→ **Teks yang Diberikan**:
========

Selasa, 04 November 2014

Pengabulan Khusus Doa Ulil Albaab (Orang-orang yang Mempergunakan Akal) & Turunnya Para Malaikat Kepada Mereka



بِسۡمِ اللّٰہِ الرَّحۡمٰنِ الرَّحِیۡم


Khazanah Ruhani Surah  Shād


Bab   349

  Pengabulkan Khusus  Doa   Ulil- Albāb (Orang-orang yang Mempergunakan Akal) & Turunnya Para Malaikat

 Oleh

Ki Langlang Buana Kusuma

D
alam bagian akhir Bab sebelumnya  telah dijelaskan ayat  mengenai  keberagaman yang muncul  sebagai akibat siraman hujan wahyu   Al-Quran  yang diwahyukan kepada Nabi Besar Muhammad saw.  tersebut digambarkan dalam perumpamaan berikut ini, firman-Nya:
اَلَمۡ  تَرَ  اَنَّ اللّٰہَ  اَنۡزَلَ مِنَ  السَّمَآءِ  مَآءً ۚ فَاَخۡرَجۡنَا بِہٖ ثَمَرٰتٍ  مُّخۡتَلِفًا  اَلۡوَانُہَا ؕ وَ مِنَ الۡجِبَالِ جُدَدٌۢ  بِیۡضٌ وَّ حُمۡرٌ  مُّخۡتَلِفٌ اَلۡوَانُہَا وَ غَرَابِیۡبُ سُوۡدٌ ﴿﴾  وَ مِنَ النَّاسِ وَ الدَّوَآبِّ وَ الۡاَنۡعَامِ مُخۡتَلِفٌ اَلۡوَانُہٗ  کَذٰلِکَ ؕ اِنَّمَا یَخۡشَی اللّٰہَ مِنۡ عِبَادِہِ  الۡعُلَمٰٓؤُا ؕ اِنَّ اللّٰہَ عَزِیۡزٌ  غَفُوۡرٌ ﴿﴾
Apakah engkau tidak melihat  bahwasanya Allah menurunkan air dari awan, dan Kami mengeluarkan dengan air itu buah-buahan yang beraneka warnanya. ؕ وَ مِنَ الۡجِبَالِ جُدَدٌۢ  بِیۡضٌ وَّ حُمۡرٌ  مُّخۡتَلِفٌ اَلۡوَانُہَا وَ غَرَابِیۡبُ سُوۡدٌ  -- dan di gunung-gunung ada garis-garis putih,   merah dengan beraneka macam warnanya, dan ada yang sehitam burung gagak? وَ مِنَ النَّاسِ وَ الدَّوَآبِّ وَ الۡاَنۡعَامِ مُخۡتَلِفٌ اَلۡوَانُہٗ  کَذٰلِکَ  --   Dan demikian juga di antara manusia,  hewan berkaki empat dan binatang ternak bermacam-macam warnanya. اِنَّمَا یَخۡشَی اللّٰہَ مِنۡ عِبَادِہِ  الۡعُلَمٰٓؤُا ؕ اِنَّ اللّٰہَ عَزِیۡزٌ  غَفُوۡرٌ  -- sesungguhnya  dari antara hamba-hamba-Nya yang takut kepada Allah adalah ulama. Sesungguhnya Allah Maha Perkasa, Maha Pengampun. (Al-Fāthir [35]:28-29).

========

→ **Yang Perlu Dikerjakan**:
1) Jawablah pertanyaan tentang teks mengenai doa Ulil Albaab ini:
(a) Bab nomor berapa yang tercantum pada teks tersebut?
(b) Menurut terjemahan ayat yang dikutip, siapa di antara hamba-hamba Allah yang takut kepada-Nya?
(c) Dari surah dan ayat berapa kutipan itu diambil?
2) Tulislah lanjutan teks tentang doa Ulil Albaab, dimulai setelah kalimat terakhirnya.
Materi di bawah ini diambil dari sumber lain.

→ **Materi yang Disediakan**:
========

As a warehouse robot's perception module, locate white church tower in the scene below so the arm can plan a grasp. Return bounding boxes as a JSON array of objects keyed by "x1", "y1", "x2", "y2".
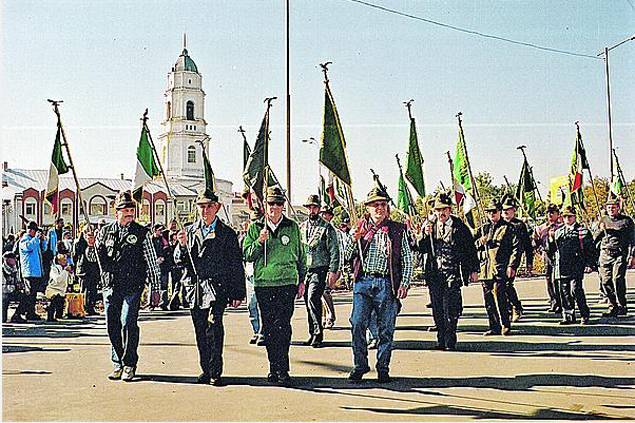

========

→ **Jawaban Tiap Tugas**:
1)
(a) Bab 349.
(b) Ulama.
(c) Al-Fāthir [35]:28-29.

2)
       Ayat 28   bermaksud mengatakan, bahwa bila hujan turun di atas tanah yang kering dan gersang, maka air hujan itu menimbulkan aneka ragam tanam-tanaman, bunga-bungaan, dan buah-buahan yang warna warni serta aneka cita rasa, dan bentuk serta corak yang berlainan. Air hujannya sama tetapi tanam-tanaman, bunga-bungaan, dan buah-buahan yang dihasilkan sangat berbeda satu sama lain.
       Perbedaan-perbedaan itu mungkin sekali dikarenakan sifat yang dimiliki tanah dan benih. Demikian pula manakala wahyu Ilahi — yang pada beberapa tempat dalam Al-Quran telah diibaratkan air — turun kepada suatu kaum, maka wahyu Ilahi itu menimbulkan berbagai-bagai akibat pada bermacam-macam manusia menurut keadaan “tanah” (hati) mereka dan cara mereka menerimanya.
       Dalam ayat selanjutnya Allah Swt. menjelaskan,  bahwa keragaman yang indah sekali dalam bentuk, warna, dan corak, yang telah dikemukakan dalam ayat sebelumnya tidak hanya terdapat pada bunga, buah, dan batu karang, akan tetapi juga pada manusia, binatang buas dan binatang ternak.
       Kata an-nās (manusia), ad-dawāb (binatang buas) dan al-an’ām (binatang ternak) dapat juga melukiskan manusia dengan bermacam-macam kesanggupan, pembawaan, dan kecenderungan alami. Ungkapan اِنَّمَا یَخۡشَی اللّٰہَ مِنۡ عِبَادِہِ  الۡعُلَمٰٓؤُا ؕ اِنَّ اللّٰہَ عَزِیۡزٌ  غَفُوۡرٌ    --  “sesungguhnya dari antara hamba-hambanya yang takut kepada Allāh dari  adalah para ulama” memberikan bobot arti kepada pandangan,  bahwa ketiga kata  --  an-nās (manusia), ad-dawāb (binatang buas) dan al-an’ām (binatang ternak)  -- itu menggambarkan tiga golongan manusia, yang di antara mereka itu hanya mereka yang dikaruniai ilmu saja yang takut kepada Tuhan.

Ulil Albāb (Orang-orang yang Mempergunakan Akal)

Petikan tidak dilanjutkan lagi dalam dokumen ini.